··· Records for this exercise ···

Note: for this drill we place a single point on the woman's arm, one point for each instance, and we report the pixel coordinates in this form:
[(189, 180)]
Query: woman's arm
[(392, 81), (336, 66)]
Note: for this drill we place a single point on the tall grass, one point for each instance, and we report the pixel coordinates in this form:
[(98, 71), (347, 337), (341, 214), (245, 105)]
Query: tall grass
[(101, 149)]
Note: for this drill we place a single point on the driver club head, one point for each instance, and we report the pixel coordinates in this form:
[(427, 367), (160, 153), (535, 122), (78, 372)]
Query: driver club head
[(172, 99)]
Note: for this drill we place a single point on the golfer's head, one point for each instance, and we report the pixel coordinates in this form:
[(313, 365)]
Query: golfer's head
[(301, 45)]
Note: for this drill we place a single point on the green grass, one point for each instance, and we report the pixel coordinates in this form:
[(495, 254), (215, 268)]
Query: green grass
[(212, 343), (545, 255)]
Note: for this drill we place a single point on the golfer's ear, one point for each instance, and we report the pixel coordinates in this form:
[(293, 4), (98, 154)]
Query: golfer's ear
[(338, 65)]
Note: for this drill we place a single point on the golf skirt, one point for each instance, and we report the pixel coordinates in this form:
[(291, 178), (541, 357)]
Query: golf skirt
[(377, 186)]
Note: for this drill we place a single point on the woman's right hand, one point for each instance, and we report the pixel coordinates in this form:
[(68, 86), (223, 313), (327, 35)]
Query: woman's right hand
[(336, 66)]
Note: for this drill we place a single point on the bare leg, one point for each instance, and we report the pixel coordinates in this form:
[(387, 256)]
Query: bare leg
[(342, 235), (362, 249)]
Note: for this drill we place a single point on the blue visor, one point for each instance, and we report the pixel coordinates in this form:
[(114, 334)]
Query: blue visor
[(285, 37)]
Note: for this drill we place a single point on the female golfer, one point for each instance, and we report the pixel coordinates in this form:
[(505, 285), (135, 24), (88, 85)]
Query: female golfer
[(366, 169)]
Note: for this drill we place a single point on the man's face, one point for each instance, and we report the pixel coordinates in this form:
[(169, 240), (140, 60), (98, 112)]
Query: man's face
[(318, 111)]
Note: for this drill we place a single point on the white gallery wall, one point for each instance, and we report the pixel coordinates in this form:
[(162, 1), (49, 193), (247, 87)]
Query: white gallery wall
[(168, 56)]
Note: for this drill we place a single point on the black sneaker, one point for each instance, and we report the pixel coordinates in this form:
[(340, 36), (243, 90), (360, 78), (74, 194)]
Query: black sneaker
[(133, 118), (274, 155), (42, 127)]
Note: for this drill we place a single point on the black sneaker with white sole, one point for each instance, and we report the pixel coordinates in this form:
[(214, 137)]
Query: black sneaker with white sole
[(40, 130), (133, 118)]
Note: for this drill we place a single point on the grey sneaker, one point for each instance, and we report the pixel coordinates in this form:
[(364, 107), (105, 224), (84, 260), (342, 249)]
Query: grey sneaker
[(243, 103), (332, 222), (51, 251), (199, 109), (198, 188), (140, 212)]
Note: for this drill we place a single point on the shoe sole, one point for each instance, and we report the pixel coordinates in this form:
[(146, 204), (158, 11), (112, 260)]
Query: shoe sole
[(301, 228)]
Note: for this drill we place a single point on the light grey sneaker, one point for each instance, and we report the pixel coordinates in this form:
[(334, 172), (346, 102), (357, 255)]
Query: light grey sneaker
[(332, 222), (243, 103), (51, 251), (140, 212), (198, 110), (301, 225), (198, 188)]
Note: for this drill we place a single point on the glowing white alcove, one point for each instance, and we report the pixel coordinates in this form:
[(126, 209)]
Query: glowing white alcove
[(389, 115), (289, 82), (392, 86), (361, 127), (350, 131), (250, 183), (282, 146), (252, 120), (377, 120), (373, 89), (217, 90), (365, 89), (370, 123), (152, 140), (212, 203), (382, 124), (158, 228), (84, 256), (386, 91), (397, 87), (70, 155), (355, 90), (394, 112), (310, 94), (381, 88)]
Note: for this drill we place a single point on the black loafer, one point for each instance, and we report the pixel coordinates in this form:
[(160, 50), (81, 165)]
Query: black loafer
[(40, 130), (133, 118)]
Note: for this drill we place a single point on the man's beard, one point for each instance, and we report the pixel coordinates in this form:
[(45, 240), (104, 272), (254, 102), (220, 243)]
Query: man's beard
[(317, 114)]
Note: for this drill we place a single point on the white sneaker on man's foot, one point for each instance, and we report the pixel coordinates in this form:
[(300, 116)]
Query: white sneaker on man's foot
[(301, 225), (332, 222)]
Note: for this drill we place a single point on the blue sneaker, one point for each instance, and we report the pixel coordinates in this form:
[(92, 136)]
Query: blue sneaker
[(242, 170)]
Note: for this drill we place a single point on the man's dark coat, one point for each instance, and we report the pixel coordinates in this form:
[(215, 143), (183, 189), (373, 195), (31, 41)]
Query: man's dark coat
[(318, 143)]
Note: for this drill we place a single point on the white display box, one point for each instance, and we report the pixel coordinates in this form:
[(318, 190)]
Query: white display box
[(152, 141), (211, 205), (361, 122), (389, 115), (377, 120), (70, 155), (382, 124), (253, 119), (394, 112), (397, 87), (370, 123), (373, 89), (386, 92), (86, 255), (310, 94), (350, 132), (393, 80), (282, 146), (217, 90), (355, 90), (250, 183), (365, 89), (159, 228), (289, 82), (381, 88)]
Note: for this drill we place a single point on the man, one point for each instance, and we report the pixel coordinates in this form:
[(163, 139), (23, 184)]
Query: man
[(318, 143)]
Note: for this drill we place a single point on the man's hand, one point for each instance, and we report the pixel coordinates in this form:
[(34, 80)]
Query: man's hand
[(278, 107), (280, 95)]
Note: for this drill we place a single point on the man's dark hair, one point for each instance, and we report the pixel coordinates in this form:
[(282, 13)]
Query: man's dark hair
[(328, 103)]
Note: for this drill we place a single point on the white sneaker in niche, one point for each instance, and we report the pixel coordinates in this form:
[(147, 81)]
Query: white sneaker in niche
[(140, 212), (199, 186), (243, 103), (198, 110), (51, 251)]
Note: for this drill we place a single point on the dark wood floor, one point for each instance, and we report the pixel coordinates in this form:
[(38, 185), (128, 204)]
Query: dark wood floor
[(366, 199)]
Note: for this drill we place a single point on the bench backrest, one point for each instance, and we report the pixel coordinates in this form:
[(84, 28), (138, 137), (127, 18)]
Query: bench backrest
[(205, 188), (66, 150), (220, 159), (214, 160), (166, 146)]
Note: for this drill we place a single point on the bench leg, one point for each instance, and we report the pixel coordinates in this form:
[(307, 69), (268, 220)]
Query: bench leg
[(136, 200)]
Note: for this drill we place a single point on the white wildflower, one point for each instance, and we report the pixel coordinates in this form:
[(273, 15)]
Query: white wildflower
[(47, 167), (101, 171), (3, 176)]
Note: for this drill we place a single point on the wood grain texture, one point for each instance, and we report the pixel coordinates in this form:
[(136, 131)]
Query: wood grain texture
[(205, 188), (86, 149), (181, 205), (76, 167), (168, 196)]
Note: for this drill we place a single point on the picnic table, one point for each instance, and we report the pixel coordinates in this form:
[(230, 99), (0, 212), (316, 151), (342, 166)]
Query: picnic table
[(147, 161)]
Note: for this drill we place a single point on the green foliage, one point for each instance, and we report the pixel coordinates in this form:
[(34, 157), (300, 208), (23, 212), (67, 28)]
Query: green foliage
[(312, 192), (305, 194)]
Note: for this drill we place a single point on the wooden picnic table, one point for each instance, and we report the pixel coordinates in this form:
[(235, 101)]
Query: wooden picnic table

···

• [What you will do]: Express all of the data above as a JSON list of strings, one string per line, omitting any blank lines.

• [Solution to the exercise]:
[
  "Note: for this drill we place a single point on the woman's arm, one point for each instance, and we report the pixel coordinates in this form:",
  "[(189, 180)]",
  "Query: woman's arm",
  "[(392, 81), (336, 66)]",
  "Note: for this drill we place a single point on the tall grass, one point for each instance, and we report the pixel coordinates in this form:",
  "[(98, 71), (347, 337), (341, 214), (245, 105)]",
  "Query: tall grass",
  "[(101, 149)]",
  "Note: for this drill we place a single point on the driver club head, one point for each instance, and we report the pixel coordinates in this form:",
  "[(427, 367), (160, 153), (535, 122), (78, 372)]",
  "Query: driver club head",
  "[(172, 99)]",
  "Note: for this drill we place a single point on the golfer's head, one point for each instance, and we report the pixel coordinates in this form:",
  "[(313, 365)]",
  "Query: golfer's head",
  "[(301, 45)]",
  "Note: for this drill we place a single point on the green grass, one point for each instance, and we report the pixel coordinates in this form:",
  "[(495, 254), (215, 268)]",
  "Query: green grass",
  "[(212, 343), (545, 255)]",
  "Note: for this drill we place a single point on the golfer's ear, one point for each instance, and we report the pixel coordinates in this form:",
  "[(293, 4), (98, 154)]",
  "Query: golfer's ear",
  "[(338, 65)]",
  "Note: for this drill we place a single point on the golf skirt, one point for each instance, and we report the pixel coordinates in this form:",
  "[(291, 178), (541, 357)]",
  "Query: golf skirt",
  "[(377, 186)]",
  "Note: for this drill we place a single point on the woman's right hand, one point for each instance, and we report the pixel coordinates in this form:",
  "[(68, 86), (223, 313), (327, 35)]",
  "Query: woman's right hand",
  "[(336, 66)]",
  "Note: for this drill we place a single point on the bare leg, one point for each instance, and we report the pixel coordinates in this form:",
  "[(387, 256)]",
  "Query: bare leg",
  "[(342, 235), (362, 249)]",
  "Note: for this drill we place a single point on the blue visor, one point for each instance, and we report the pixel coordinates in this form:",
  "[(114, 334)]",
  "Query: blue visor",
  "[(285, 37)]",
  "Note: for this drill we place a single point on the female golfer, one point for each instance, and we report the pixel coordinates in this form:",
  "[(505, 285), (135, 24), (88, 85)]",
  "Query: female golfer",
  "[(366, 169)]",
  "Note: for this drill we place a single point on the man's face, one point for each instance, and we report the pixel coordinates in this form:",
  "[(169, 240), (140, 60), (98, 112)]",
  "Query: man's face",
  "[(318, 111)]",
  "Note: for this drill we place a single point on the white gallery wall, one point for each instance, and we report the pixel coordinates in this form:",
  "[(162, 1), (49, 193), (247, 87)]",
  "Query: white gallery wall",
  "[(168, 56)]",
  "Note: for this drill we place a single point on the black sneaker, one point for each instance, and we report the pixel coordinates in this form:",
  "[(340, 36), (243, 90), (360, 78), (74, 194)]",
  "Query: black sneaker",
  "[(133, 118), (274, 155), (42, 127)]",
  "Note: for this drill we place a single point on the black sneaker with white sole, one point for each instance, and we report the pixel coordinates in this form:",
  "[(214, 137)]",
  "Query: black sneaker with white sole",
  "[(40, 130), (133, 118)]",
  "Note: for this drill we place a single point on the grey sneaker, one point for each instance, and we report the pixel coordinates in this form:",
  "[(364, 107), (105, 224), (84, 260), (342, 249)]",
  "Query: grey sneaker",
  "[(243, 103), (332, 222), (51, 251), (199, 109), (198, 188), (140, 212)]",
  "Note: for this drill we place a single point on the shoe sole, one point for each instance, and we report the pixel coordinates in this form:",
  "[(146, 204), (158, 11), (112, 260)]",
  "Query: shoe sole",
  "[(301, 228)]",
  "Note: for this drill we place a single point on the light grey sneaker, one point for each instance, and we report the pixel coordinates in this form:",
  "[(334, 172), (346, 102), (357, 255)]",
  "Query: light grey sneaker",
  "[(332, 222), (243, 103), (51, 251), (140, 212), (198, 110), (301, 225), (198, 188)]",
  "Note: for this drill we place a single point on the glowing white alcove, one point for each instance, and we report the pixel coordinates in this form:",
  "[(126, 209)]",
  "Query: glowing white alcove",
  "[(389, 115), (289, 82), (392, 86), (361, 127), (350, 131), (250, 183), (282, 146), (252, 120), (377, 120), (373, 89), (217, 90), (365, 89), (370, 123), (152, 140), (212, 203), (382, 124), (158, 228), (84, 256), (386, 91), (397, 87), (70, 155), (355, 90), (394, 112), (310, 94), (381, 88)]",
  "Note: for this drill we place a single point on the black loafer, one point for each instance, and we report the pixel coordinates in this form:",
  "[(160, 50), (81, 165)]",
  "Query: black loafer",
  "[(40, 130), (133, 118)]",
  "Note: for this drill we place a single point on the man's beard, one point for each instance, and we report the pixel coordinates in this form:",
  "[(45, 240), (104, 272), (254, 102), (220, 243)]",
  "Query: man's beard",
  "[(317, 114)]",
  "Note: for this drill we place a single point on the white sneaker on man's foot, one point for each instance, and we report the pixel coordinates in this form:",
  "[(300, 116)]",
  "Query: white sneaker on man's foot",
  "[(301, 225), (332, 222)]",
  "Note: for this drill we place a single point on the blue sneaker, one point for each instance, and we report the pixel coordinates in this form:",
  "[(92, 136)]",
  "Query: blue sneaker",
  "[(242, 170)]",
  "Note: for this drill we place a single point on the man's dark coat, one point for each instance, and we report the pixel coordinates in this form:",
  "[(215, 143), (183, 189), (373, 195), (31, 41)]",
  "Query: man's dark coat",
  "[(318, 143)]",
  "Note: for this drill we place a single point on the white display box, one point for each instance, and we report the pixel coordinates in this form:",
  "[(318, 190)]",
  "Query: white display box",
  "[(152, 141), (211, 205), (361, 122), (389, 115), (377, 120), (70, 155), (382, 124), (253, 119), (394, 112), (397, 87), (370, 123), (373, 89), (386, 92), (86, 255), (310, 94), (350, 132), (393, 80), (282, 146), (217, 90), (355, 90), (250, 183), (365, 89), (159, 228), (289, 82), (381, 88)]",
  "Note: for this drill we place a single point on the man, one point for each instance, and we report the pixel coordinates in this form:",
  "[(163, 139), (23, 184)]",
  "Query: man",
  "[(318, 143)]",
  "Note: for this drill we place a single point on the man's hand, one point for each instance, and we report the pixel coordinates in this form:",
  "[(34, 80)]",
  "Query: man's hand",
  "[(278, 107), (280, 95)]",
  "Note: for this drill we place a single point on the man's dark hair, one point for each instance, and we report the pixel coordinates in this form:",
  "[(282, 13)]",
  "Query: man's dark hair",
  "[(328, 103)]",
  "Note: for this drill we place a single point on the white sneaker in niche, one point for each instance, and we report the pixel coordinates in this form:",
  "[(147, 81)]",
  "Query: white sneaker in niche",
  "[(140, 212), (199, 186), (243, 103), (198, 110), (51, 251)]",
  "Note: for this drill we place a single point on the dark wood floor, one point for each instance, and we report the pixel coordinates in this form:",
  "[(38, 185), (128, 204)]",
  "Query: dark wood floor",
  "[(366, 199)]",
  "Note: for this drill we place a single point on the bench backrest, one point for each instance, and we report the pixel coordinates in this form:",
  "[(84, 28), (138, 137), (127, 18)]",
  "Query: bench backrest",
  "[(205, 188), (66, 150), (220, 159), (214, 160), (166, 146)]",
  "Note: for this drill we place a single point on the bench leg, one point for each instance, and we report the pixel coordinates in this form:",
  "[(307, 69), (268, 220)]",
  "Query: bench leg",
  "[(136, 200)]",
  "Note: for this drill we place a single point on the white wildflower, one point for each instance, and we report the pixel coordinates in this form:",
  "[(273, 15)]",
  "Query: white wildflower",
  "[(47, 167), (101, 171), (3, 176)]",
  "Note: for this drill we place a single point on the wood grain texture, one point for each instance, and we report the pixel coordinates in this form:",
  "[(136, 131)]",
  "Query: wood grain texture",
  "[(205, 188), (86, 149), (181, 205), (76, 167), (168, 196)]",
  "Note: for this drill we place a single point on the picnic table, one point for each instance, and we report the pixel coordinates in this form:",
  "[(230, 99), (0, 212), (316, 151), (342, 166)]",
  "Query: picnic table",
  "[(147, 161)]",
  "Note: for this drill we place a single point on the green foliage, one point for each instance, and we report the pixel coordinates in this form:",
  "[(34, 157), (300, 208), (23, 212), (67, 28)]",
  "Query: green foliage",
  "[(312, 192), (305, 194)]",
  "Note: for this drill we place a single point on the wooden picnic table, one point for each instance, and we report the pixel coordinates in this form:",
  "[(235, 101)]",
  "Query: wooden picnic table"
]